> WORK INSTRUCTION 1
In the news report on President Obama's effort to quit smoking, duplicate the part that opens with the words containing "Reporting from Washington" and closes with "Gibbs reported Thursday.".
> WORK INSTRUCTION 2
Answer these questions using the news report on President Obama's effort to quit smoking:
(a) How long has the president gone without a cigarette?
(b) In what month did Obama have the physical in which he was told to "continue smoking cessation efforts"?
(c) Who is named as the U.S. surgeon general?
> WORK INSTRUCTION 3
Write the next part of the news report on President Obama's effort to quit smoking.

┌─ EXCERPTED PASSAGE

Reporting from Washington — White House victories are rare these days, but President Obama can claim solid progress in his lonely battle to quit smoking.
The president has gone nine months without sneaking a cigarette, White House Press Secretary Robert Gibbs reported Thursday.
Every day is a struggle and there's no guarantee the president won't light up tomorrow, it seems. Still, for a president who has been trying to quit for years, the nine-month hiatus is a welcome sign that he's breaking the addiction.
Obama still chews nicotine gum, which his doctors have advised. In a physical he had in March, Obama was pronounced fit but told to "continue smoking cessation efforts." It was about the time of that medical exam that Obama smoked his last cigarette, according to the timetable laid out by Gibbs.
Smoking "is not something that he's proud of," Gibbs said at the daily White House media briefing. "He knows that it's not good for him. He doesn't like it. He doesn't like children to know about it, obviously, including his."
Dr. Regina Benjamin, the U.S. surgeon general, said in an interview that she was encouraged by Obama's success.
"I want to say that it's just as important that your teenager stop smoking as it is for the president to stop smoking. Every person should stop," she said.

└─
┌─ STUDY MATERIAL

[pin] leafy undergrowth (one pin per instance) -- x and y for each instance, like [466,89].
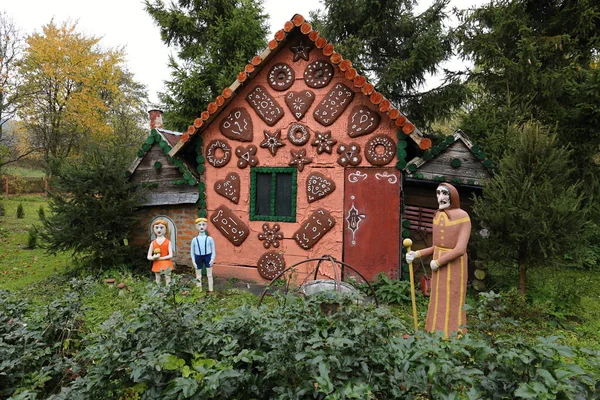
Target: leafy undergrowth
[175,342]
[20,265]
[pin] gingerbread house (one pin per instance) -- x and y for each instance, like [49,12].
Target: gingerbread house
[298,158]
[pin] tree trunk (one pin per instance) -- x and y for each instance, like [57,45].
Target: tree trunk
[522,272]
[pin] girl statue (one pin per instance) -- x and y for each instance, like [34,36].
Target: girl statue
[161,251]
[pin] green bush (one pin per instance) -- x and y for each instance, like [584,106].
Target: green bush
[20,211]
[92,209]
[32,237]
[174,347]
[42,213]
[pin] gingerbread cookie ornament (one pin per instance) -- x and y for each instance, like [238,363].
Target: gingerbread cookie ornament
[299,102]
[247,156]
[380,150]
[298,134]
[229,187]
[323,142]
[333,105]
[272,141]
[230,225]
[218,153]
[318,186]
[270,264]
[281,77]
[270,237]
[301,50]
[349,154]
[237,125]
[299,159]
[318,74]
[265,105]
[314,228]
[362,121]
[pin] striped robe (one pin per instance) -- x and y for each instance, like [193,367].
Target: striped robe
[451,232]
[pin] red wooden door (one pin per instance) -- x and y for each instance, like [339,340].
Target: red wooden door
[372,220]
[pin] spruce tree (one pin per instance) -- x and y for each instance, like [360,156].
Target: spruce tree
[92,208]
[215,39]
[532,210]
[397,49]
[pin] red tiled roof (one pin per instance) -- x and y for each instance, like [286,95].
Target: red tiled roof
[345,65]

└─

> ANSWER SECTION 1
Reporting from Washington — White House victories are rare these days, but President Obama can claim solid progress in his lonely battle to quit smoking.
The president has gone nine months without sneaking a cigarette, White House Press Secretary Robert Gibbs reported Thursday.

> ANSWER SECTION 2
(a) Nine months
(b) March
(c) Dr. Regina Benjamin

> ANSWER SECTION 3
Quitting smoking is tough under any circumstances, but even more so when one is leading the free world. During North Korean provocations and WikiLeaks document dumps, hardly a day goes by when a smoker might not be tempted to light up.
"I think he would tell you even when in the midst of a tax agreement and a START [nuclear treaty] deal, and all the other things that accumulate, that even where he might have once found some comfort in that, he's pushed it away,'' Gibbs said.
Former Louisiana Gov. Buddy Roemer, who smoked off and on for 25 years and tried to quit while he was in office, said Obama needed to quit for good.
"When the pressure got on and the heat got strong, I would find some excuse to smoke a cigarette," Roemer said in an interview. "I battled it the whole time. And I urge the president to do the same thing. Not only is he an example, but it's important for his health as well. There's no excuse for him to smoke. None."